**Görev koşulları:** Aşağıdaki alıntı metinde yer alan şiir yorumunu, son dizeden sonrasını yazarak sürdürün.

Şiirin söyleminden sapma var. Bu biraz ayrı bir konu. Öte yandan net de değil. Elimi taşın altına koyup bu yolda başıma dert alsaydım diye anlamak en iyisi...
Yolunda depremler, yıksa da beni
Götürüp deliğe, tıksa da beni
Giyindim hırkayı, sıksa da beni
Boynuma zinciri, taksaydım keşke.
Bir önceki dörtlüğü öyle yorumlarsak burada da sonuçta aynı şey söylenmiş oluyor. Öyle bir zindana girseydim ki o robotların hürriyet zindanından daha fazla huzur verseydi bana. Çocuğun ana kucağındaki hali gibi bir huzur işte.
Dünya nimetini, iste sen nazla
Ne az ver Allah’ım, ne de çok fazla
Diz çök de, dua et, derdine sızla
Yüzümün akıyla, çıksaydım keşke,
Kandilin şavkına, baksaydım keşke.

**Veri kayıtları:**
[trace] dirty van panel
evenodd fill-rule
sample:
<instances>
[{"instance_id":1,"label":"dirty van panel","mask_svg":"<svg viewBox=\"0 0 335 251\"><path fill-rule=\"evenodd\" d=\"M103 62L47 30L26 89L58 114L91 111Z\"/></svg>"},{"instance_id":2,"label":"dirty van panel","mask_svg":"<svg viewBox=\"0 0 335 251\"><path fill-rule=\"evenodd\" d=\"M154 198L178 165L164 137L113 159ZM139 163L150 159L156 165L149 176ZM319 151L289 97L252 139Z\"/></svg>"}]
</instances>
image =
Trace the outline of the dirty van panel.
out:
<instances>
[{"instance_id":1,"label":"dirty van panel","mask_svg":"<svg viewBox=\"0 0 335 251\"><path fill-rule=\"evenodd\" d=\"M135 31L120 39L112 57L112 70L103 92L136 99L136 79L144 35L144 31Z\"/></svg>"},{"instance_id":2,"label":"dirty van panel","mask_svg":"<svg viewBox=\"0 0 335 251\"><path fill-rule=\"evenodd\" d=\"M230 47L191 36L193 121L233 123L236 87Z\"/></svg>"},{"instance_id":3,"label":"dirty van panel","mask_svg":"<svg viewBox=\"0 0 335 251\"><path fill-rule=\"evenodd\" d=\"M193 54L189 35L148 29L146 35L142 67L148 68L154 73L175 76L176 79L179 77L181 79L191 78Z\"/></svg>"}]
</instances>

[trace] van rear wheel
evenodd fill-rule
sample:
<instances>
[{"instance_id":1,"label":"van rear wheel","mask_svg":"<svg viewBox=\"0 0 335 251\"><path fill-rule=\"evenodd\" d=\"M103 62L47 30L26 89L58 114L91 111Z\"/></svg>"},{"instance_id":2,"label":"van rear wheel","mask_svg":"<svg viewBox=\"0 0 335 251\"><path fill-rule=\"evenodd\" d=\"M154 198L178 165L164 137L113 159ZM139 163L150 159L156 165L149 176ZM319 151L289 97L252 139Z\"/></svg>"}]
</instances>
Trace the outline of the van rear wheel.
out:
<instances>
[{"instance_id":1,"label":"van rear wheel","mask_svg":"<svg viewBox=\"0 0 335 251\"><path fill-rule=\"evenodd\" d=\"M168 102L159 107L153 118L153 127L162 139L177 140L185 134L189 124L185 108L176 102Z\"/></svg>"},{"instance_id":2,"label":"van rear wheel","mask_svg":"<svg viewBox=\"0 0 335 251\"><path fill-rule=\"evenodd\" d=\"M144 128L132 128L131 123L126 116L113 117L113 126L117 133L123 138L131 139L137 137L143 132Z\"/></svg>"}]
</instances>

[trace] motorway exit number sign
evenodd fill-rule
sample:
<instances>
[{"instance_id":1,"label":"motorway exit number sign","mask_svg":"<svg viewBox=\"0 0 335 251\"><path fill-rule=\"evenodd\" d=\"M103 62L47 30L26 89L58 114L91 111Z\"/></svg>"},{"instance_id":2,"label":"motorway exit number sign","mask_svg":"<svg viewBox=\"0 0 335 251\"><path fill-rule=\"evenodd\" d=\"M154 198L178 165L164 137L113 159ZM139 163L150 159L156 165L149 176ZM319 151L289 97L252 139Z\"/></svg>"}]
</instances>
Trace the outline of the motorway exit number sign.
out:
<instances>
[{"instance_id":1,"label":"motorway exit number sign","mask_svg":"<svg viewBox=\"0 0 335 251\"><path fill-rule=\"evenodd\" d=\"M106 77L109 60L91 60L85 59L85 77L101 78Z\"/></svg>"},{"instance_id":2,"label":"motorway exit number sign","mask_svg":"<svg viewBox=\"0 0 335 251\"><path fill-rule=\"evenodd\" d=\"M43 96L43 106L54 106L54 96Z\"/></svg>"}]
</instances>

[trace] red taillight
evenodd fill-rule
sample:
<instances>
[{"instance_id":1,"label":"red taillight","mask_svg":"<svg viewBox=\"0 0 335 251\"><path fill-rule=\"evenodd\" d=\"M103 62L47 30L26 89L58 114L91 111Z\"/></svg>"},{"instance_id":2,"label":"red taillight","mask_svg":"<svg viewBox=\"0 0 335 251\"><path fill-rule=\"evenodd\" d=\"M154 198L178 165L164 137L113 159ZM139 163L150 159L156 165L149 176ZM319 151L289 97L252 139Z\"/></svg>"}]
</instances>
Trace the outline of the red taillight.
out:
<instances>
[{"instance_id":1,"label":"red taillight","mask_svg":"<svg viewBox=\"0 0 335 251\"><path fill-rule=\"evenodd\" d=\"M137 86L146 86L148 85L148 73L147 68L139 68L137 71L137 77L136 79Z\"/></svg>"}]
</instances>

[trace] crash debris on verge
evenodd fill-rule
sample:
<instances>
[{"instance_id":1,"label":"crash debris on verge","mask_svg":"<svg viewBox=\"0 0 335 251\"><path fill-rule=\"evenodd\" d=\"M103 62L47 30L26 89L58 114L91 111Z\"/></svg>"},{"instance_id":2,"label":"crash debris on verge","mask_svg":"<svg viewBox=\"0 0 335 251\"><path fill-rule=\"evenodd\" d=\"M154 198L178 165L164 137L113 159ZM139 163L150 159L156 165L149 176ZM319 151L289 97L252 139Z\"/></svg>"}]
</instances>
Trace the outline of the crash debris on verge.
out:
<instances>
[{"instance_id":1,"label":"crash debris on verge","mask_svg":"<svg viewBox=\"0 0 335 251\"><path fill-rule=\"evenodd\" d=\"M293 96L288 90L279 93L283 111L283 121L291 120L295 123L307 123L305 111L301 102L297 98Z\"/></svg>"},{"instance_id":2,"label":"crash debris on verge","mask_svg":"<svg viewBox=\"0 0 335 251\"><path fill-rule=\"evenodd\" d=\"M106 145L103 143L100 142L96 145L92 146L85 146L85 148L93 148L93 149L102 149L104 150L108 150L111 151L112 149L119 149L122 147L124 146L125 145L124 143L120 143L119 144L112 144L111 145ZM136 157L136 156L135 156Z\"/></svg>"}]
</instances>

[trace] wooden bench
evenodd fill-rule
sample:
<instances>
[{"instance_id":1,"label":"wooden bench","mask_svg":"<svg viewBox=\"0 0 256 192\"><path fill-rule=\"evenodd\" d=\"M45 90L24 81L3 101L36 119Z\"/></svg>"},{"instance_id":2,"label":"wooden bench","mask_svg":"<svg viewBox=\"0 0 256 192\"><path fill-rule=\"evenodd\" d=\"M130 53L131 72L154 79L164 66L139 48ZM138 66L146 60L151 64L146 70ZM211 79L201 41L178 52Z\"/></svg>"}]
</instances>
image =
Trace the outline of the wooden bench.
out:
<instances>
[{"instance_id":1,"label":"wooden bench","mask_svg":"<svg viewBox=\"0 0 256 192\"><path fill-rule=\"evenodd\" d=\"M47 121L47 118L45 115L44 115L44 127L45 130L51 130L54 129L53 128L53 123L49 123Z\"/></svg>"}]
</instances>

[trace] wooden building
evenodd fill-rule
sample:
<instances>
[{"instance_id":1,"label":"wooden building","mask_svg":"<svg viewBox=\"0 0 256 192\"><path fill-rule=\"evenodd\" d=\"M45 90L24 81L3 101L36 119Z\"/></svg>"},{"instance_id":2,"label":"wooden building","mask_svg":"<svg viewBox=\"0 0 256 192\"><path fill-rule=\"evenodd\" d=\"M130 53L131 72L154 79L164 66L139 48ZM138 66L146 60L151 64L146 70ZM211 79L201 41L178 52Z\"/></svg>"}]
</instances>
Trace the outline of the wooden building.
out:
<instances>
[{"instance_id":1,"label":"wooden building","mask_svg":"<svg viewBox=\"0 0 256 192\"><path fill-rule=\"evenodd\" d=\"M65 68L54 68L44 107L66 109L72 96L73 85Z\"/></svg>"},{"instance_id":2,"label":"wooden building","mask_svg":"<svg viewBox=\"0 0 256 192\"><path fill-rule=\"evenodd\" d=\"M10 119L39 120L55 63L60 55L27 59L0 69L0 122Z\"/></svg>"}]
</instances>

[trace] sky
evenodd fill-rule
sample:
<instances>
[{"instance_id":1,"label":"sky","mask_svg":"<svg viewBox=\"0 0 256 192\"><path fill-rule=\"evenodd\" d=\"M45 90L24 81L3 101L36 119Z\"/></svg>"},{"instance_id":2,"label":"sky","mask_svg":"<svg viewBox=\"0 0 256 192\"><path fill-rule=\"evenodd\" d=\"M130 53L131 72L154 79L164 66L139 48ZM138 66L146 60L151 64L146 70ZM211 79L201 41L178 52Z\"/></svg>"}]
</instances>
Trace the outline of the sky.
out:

**Yazılı yanıt:**
Muhatap değişti. Başkasına nasihat etmeye başladık. Öte yandan, ''Ne az ver ne fazla'' duası çok anlaşılır gelmedi. İstemekte esas hep fazla, hep fazla istemektir, Allah'tan istemekte kanaat yoktur.
Şiir iyi de, daha önceki bir yorumumda da söyledğim gibi, geleneksel kalıpları çöpe atmasak bile onlar içinde harikalar sunabilmemiz gerek okura. Bu yolda başarılar diliyorum.